WRITTEN REQUEST:
Reproduce the items from their first line through the line with "left=715, top=766, right=997, bottom=819", requests included, and shift every bounding box coordinate in the answers up by 95. Leave the numbers in the requests and their format samples as they are.

━━━━━━━━━━

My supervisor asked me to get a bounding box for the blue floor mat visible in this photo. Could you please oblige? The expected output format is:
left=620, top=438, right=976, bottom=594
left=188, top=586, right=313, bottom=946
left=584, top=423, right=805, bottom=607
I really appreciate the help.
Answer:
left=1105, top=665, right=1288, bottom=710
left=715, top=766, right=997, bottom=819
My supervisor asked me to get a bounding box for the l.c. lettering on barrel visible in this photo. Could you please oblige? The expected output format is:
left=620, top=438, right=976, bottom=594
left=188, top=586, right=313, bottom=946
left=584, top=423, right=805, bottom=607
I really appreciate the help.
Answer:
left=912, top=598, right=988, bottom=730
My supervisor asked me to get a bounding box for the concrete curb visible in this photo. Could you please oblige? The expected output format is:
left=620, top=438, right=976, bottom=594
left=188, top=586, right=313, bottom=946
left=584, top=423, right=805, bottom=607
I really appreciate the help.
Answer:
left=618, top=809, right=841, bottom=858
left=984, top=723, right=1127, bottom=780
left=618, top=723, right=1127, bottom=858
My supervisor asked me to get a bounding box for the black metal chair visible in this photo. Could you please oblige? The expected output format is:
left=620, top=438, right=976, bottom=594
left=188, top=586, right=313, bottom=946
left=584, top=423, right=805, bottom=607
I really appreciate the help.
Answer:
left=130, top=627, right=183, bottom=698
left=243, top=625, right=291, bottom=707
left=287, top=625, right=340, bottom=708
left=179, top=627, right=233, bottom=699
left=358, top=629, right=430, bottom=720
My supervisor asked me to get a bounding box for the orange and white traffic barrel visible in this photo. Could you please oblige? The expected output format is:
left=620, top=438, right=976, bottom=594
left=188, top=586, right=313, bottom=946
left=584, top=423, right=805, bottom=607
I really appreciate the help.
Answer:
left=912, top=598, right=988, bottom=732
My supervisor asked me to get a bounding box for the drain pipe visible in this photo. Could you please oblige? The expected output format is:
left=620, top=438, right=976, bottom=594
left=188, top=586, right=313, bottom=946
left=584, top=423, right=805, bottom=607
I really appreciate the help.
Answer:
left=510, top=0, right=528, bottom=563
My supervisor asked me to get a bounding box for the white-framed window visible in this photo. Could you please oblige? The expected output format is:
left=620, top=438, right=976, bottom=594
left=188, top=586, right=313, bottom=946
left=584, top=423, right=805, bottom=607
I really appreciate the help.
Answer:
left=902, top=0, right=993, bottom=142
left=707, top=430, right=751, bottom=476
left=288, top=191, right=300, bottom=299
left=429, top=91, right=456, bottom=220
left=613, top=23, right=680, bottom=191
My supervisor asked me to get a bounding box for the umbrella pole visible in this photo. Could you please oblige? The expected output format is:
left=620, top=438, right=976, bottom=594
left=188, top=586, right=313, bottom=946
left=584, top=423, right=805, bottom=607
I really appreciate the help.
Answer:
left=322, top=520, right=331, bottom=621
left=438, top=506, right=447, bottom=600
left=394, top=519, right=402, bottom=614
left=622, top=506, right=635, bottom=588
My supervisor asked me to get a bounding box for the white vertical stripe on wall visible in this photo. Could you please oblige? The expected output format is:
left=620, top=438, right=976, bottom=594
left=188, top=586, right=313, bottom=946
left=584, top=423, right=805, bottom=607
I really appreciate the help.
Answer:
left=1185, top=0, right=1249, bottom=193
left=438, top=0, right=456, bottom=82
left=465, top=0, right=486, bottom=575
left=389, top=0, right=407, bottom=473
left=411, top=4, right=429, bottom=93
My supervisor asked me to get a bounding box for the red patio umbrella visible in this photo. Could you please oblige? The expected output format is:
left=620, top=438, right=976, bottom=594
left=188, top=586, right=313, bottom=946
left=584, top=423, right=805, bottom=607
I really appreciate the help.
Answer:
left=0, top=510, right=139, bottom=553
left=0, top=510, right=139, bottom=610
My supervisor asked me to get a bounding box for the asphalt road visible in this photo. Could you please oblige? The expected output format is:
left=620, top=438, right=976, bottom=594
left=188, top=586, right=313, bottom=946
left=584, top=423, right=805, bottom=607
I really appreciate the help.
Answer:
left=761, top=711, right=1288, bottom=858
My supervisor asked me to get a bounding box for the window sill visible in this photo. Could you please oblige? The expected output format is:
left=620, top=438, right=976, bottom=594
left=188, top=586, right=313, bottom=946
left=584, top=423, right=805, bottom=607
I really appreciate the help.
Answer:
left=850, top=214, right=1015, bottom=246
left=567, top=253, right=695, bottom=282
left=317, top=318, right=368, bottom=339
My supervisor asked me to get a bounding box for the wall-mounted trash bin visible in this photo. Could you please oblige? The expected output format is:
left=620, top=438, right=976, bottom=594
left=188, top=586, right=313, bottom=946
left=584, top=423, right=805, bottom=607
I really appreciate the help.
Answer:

━━━━━━━━━━

TASK OUTPUT:
My supervisor asked me to get a bounding box for the blue floor mat visible in this photo. Could you please oblige? The expected output format is:
left=620, top=438, right=976, bottom=594
left=188, top=586, right=313, bottom=946
left=584, top=423, right=805, bottom=607
I really appreciate the help.
Answer:
left=1200, top=760, right=1383, bottom=805
left=810, top=861, right=1092, bottom=914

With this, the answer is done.